*Things to do*
A. Rewrite the diabetes story from "January 26, 2012…" to "me to Gizmo.", changing "strangers" to "passersby".
B. In the diabetes story, what name is given to the writer's first insulin pump?
C. Continue the diabetes story from where it stops.

*Excerpt to read*
━━━━━━━━━━
April 24, 2009… diagnosed with Type 1 diabetes
October 21, 2011… first seizure as a result of hypoglycemia (low blood sugar)
January 26, 2012… second seizure as a result of hypoglycemia
March 31, 2018… Many of you have heard this story a million times. I have Type 1 diabetes (T1D). It’s an autoimmune disorder where I must inject myself with insulin on a daily basis to live. I’m lucky to be alive. I’m lucky this is something I can manage.
And yet part of the story you probably haven’t heard is how research and technology saved my life. In the span of four months back in 2011 and 2012, I experienced two seizures – one at the Baltimore/Washington International Airport and another at the Orlando International Airport (at least I’m consistent). I’m not only thankful for the TSA officials, EMTs and strangers who looked out for me on days when my troubles could have easily been dismissed, but I am thankful I had these experiences.
Because they led me to Gizmo.
That’s Gizmo, my first insulin pump. Thanks to Obamacare, in 2012, I could afford the advanced technology that would not only help me better manage my disease but would keep me alive. Without Gizmo, it’s possible I would have never experienced any of the following wonderful life happenings:
- Getting a Masters in Fine Arts and pursuing my love of creative writing full-time, including publishing a book on those early years living with diabetes
- Meeting some inspiring women, who also happen to be my best friends: Geneva, Dawn, Arielle and countless others
- Helping a mentor and friend self-publish a print edition of his first mystery novel at the age of 93 (and finding another mentor and friend, Patricia, in the process)
━━━━━━━━━━
Dataset items
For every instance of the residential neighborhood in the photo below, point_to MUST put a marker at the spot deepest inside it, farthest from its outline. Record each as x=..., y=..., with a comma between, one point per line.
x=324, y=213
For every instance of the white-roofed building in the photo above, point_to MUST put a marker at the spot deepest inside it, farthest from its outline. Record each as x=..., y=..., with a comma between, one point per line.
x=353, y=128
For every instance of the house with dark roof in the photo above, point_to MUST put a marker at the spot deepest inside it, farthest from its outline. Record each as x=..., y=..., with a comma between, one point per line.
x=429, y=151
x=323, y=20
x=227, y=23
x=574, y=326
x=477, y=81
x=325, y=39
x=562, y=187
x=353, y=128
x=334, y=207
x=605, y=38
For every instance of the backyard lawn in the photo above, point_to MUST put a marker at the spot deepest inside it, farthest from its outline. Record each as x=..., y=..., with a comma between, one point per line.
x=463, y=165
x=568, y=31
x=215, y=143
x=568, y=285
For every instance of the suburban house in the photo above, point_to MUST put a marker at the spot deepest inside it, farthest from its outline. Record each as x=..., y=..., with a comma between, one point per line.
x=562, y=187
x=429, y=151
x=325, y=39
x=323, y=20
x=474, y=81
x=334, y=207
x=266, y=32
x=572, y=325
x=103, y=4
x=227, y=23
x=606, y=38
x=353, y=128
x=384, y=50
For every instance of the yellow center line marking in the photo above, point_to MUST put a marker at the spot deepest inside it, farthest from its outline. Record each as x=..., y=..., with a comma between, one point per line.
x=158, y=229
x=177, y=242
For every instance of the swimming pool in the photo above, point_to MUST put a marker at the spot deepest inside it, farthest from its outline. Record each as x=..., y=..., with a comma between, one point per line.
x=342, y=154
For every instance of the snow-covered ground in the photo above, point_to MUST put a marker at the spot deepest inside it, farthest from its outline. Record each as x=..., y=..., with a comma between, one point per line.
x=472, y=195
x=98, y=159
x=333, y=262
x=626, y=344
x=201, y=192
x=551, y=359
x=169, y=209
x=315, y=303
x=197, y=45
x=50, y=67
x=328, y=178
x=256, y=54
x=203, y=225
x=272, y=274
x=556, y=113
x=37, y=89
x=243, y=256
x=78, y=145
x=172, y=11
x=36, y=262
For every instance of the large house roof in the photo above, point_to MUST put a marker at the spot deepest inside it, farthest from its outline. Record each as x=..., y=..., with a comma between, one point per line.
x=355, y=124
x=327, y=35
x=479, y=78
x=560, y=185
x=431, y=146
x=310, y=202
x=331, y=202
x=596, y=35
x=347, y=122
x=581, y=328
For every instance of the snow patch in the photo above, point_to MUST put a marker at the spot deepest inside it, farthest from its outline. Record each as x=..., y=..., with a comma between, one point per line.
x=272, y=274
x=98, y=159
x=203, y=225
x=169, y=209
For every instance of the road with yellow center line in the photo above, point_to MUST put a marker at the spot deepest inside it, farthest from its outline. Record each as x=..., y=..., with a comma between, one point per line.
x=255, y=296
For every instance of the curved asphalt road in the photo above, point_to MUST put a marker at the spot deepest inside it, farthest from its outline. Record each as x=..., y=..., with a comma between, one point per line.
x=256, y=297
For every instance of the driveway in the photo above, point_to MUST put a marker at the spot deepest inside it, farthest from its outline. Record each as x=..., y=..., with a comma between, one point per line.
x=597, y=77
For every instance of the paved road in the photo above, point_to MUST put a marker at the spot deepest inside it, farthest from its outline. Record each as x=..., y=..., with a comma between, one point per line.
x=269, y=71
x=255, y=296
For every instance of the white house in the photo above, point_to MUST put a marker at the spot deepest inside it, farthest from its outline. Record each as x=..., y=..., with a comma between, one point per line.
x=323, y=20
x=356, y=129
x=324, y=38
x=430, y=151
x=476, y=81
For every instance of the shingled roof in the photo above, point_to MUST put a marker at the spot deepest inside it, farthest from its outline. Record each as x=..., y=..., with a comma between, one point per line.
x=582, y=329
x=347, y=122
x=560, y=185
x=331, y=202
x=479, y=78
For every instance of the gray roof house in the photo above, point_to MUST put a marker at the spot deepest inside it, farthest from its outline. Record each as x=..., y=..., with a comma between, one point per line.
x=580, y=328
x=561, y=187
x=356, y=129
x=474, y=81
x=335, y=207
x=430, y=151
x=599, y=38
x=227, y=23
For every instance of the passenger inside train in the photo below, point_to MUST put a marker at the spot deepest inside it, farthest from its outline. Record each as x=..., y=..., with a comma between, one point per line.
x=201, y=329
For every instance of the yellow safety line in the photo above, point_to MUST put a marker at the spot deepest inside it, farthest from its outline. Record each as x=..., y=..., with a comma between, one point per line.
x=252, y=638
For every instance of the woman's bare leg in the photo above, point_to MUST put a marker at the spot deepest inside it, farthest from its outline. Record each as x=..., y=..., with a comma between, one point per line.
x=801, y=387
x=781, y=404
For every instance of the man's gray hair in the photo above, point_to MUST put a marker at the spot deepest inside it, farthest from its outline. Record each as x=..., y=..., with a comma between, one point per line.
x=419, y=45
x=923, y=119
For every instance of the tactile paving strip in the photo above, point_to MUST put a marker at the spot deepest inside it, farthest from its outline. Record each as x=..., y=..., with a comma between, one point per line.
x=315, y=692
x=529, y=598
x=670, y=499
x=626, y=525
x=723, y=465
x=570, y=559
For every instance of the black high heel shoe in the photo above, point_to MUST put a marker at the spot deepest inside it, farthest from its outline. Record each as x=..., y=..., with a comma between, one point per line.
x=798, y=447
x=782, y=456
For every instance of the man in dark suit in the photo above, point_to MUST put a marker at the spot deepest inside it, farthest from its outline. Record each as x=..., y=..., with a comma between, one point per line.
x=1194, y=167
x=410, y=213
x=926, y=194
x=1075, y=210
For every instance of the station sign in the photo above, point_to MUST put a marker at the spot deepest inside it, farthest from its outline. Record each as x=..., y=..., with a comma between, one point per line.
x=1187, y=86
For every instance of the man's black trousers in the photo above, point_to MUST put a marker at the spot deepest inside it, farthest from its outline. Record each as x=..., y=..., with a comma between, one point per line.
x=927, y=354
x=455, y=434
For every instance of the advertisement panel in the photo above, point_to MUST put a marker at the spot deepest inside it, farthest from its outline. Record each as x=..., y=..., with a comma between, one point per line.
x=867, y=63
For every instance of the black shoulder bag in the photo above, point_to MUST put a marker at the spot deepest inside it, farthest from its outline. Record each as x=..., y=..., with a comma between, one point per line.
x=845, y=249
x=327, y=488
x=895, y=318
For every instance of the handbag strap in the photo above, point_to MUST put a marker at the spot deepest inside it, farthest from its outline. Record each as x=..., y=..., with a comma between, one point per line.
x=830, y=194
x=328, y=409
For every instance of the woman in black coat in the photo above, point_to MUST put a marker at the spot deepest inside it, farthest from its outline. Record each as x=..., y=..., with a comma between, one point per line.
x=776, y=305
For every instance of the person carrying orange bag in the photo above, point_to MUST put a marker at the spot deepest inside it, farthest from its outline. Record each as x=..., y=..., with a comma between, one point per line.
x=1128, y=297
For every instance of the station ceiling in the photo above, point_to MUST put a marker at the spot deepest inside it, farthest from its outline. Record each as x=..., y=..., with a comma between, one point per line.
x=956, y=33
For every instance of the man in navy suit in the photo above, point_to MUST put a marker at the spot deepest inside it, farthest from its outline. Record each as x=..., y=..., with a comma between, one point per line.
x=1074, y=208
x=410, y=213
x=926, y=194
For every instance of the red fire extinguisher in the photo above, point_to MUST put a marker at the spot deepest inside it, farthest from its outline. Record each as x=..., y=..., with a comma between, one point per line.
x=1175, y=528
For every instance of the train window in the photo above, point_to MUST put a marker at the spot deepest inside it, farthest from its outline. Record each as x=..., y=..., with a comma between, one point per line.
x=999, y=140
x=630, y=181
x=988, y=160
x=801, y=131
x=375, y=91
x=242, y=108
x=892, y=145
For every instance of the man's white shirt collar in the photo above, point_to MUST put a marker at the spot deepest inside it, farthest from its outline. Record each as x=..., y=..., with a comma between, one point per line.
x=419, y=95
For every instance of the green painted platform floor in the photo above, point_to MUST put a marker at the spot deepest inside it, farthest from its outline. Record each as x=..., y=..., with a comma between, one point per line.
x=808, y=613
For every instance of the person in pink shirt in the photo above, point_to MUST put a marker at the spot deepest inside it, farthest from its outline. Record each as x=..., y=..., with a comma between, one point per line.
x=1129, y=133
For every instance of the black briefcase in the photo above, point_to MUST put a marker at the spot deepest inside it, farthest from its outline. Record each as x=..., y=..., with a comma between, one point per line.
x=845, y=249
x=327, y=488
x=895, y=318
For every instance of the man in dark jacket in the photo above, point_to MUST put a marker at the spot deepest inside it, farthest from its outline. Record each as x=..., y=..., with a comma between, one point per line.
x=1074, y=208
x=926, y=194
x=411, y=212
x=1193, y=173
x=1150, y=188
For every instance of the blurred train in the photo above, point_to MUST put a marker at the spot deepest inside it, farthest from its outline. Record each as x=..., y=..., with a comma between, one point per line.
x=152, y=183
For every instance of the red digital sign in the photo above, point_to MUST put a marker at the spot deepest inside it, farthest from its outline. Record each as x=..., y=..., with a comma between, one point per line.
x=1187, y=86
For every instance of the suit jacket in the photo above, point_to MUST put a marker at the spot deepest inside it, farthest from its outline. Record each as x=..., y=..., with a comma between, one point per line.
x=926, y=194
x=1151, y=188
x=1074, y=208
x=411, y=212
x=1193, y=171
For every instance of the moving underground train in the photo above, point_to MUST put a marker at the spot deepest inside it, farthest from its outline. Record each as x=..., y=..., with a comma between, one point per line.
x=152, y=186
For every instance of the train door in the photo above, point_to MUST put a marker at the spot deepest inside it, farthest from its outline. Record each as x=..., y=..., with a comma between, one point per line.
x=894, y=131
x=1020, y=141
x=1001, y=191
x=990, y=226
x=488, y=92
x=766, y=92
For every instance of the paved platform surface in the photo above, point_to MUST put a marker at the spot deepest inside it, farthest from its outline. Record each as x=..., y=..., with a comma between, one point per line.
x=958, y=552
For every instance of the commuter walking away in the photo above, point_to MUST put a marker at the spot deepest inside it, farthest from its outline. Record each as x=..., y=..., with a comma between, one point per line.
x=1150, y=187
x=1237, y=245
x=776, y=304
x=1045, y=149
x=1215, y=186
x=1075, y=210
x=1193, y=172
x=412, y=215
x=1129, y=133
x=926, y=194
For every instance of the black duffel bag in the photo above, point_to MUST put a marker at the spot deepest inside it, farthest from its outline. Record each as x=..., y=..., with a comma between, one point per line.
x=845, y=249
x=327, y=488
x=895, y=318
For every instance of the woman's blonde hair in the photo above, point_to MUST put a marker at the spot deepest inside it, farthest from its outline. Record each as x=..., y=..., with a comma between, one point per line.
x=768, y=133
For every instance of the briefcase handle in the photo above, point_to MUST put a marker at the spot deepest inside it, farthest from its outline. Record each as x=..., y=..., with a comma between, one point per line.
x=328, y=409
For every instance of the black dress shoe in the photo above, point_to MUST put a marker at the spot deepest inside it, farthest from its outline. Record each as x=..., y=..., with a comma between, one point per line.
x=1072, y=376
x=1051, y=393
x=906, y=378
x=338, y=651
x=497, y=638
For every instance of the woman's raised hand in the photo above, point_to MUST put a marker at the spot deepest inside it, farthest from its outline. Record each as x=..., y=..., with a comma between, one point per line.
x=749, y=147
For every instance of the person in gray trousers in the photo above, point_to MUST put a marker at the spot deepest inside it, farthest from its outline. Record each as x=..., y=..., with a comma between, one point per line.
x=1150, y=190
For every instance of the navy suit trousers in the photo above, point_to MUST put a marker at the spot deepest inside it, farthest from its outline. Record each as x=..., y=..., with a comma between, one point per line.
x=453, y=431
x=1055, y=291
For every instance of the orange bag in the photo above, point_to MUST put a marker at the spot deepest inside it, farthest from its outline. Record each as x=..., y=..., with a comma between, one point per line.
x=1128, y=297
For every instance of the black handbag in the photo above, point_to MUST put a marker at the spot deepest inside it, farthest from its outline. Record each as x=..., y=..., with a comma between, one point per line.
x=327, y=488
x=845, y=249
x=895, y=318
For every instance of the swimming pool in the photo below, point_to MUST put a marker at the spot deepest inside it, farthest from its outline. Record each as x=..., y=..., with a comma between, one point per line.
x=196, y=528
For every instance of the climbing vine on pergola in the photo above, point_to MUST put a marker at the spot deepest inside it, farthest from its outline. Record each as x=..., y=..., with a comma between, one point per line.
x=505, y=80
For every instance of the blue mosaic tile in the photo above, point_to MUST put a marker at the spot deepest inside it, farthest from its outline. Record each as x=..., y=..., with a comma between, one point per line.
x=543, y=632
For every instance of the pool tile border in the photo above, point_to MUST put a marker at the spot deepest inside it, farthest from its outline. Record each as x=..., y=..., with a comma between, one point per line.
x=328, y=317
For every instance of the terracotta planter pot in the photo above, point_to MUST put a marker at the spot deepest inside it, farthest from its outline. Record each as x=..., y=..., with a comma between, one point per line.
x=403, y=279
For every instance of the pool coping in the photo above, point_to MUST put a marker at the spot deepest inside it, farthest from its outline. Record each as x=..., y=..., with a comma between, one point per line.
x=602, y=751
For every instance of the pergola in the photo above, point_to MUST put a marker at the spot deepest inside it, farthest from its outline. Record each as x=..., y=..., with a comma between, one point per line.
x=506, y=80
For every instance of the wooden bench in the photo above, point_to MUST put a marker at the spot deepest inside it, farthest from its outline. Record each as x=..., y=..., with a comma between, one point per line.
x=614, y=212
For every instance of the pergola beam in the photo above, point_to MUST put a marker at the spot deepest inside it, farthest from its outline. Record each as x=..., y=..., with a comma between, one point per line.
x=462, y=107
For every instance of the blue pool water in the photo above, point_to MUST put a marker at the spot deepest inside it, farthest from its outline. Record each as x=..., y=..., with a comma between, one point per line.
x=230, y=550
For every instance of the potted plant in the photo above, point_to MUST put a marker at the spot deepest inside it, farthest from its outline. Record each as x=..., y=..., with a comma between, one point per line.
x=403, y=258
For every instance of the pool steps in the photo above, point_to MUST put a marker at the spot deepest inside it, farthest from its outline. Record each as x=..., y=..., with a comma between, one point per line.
━━━━━━━━━━
*Results of the exercise*
A.
January 26, 2012… second seizure as a result of hypoglycemia
March 31, 2018… Many of you have heard this story a million times. I have Type 1 diabetes (T1D). It’s an autoimmune disorder where I must inject myself with insulin on a daily basis to live. I’m lucky to be alive. I’m lucky this is something I can manage.
And yet part of the story you probably haven’t heard is how research and technology saved my life. In the span of four months back in 2011 and 2012, I experienced two seizures – one at the Baltimore/Washington International Airport and another at the Orlando International Airport (at least I’m consistent). I’m not only thankful for the TSA officials, EMTs and passersby who looked out for me on days when my troubles could have easily been dismissed, but I am thankful I had these experiences.
Because they led me to Gizmo.

B. Gizmo

C.
- Adopting Norm, my five-year-old black and brown tabby, a muse of joy
- Moving to Washington, DC, building my brand, connecting with others with T1D, and being a part of various advocacy efforts to make this world a better place
- Planning a family vacation at the age of 30 with my parents and brothers to one of my favorite childhood spots: Gatlinburg, Tennessee and the Great Smoky Mountains
It is now 2018 – my nine-year anniversary with T1D – and I have not experienced a seizure since that fateful day in 2012. I thank my own stubbornness and determination to keep myself alive, but I thank the research and the people who contributed to that life-saving technology (including those of you who donated to my JDRF One Walk campaign last year).
That is why this year I am not only walking to end Type 1 – I am walking for the research that saved my life. And over the next few months, I plan to carry Gizmo with me (I have since upgraded to a wireless insulin pump called Evie) and share all the wonderful moments I get to experience as a result of meeting Gizmo, including the JDRF One Walk in DC on June 3.
I invite you to join me.
Show your support, register with Team Gizmo and keep raising awareness for Type 1. I wouldn’t be here if it weren’t for the research. I wouldn’t be here if it weren’t for you.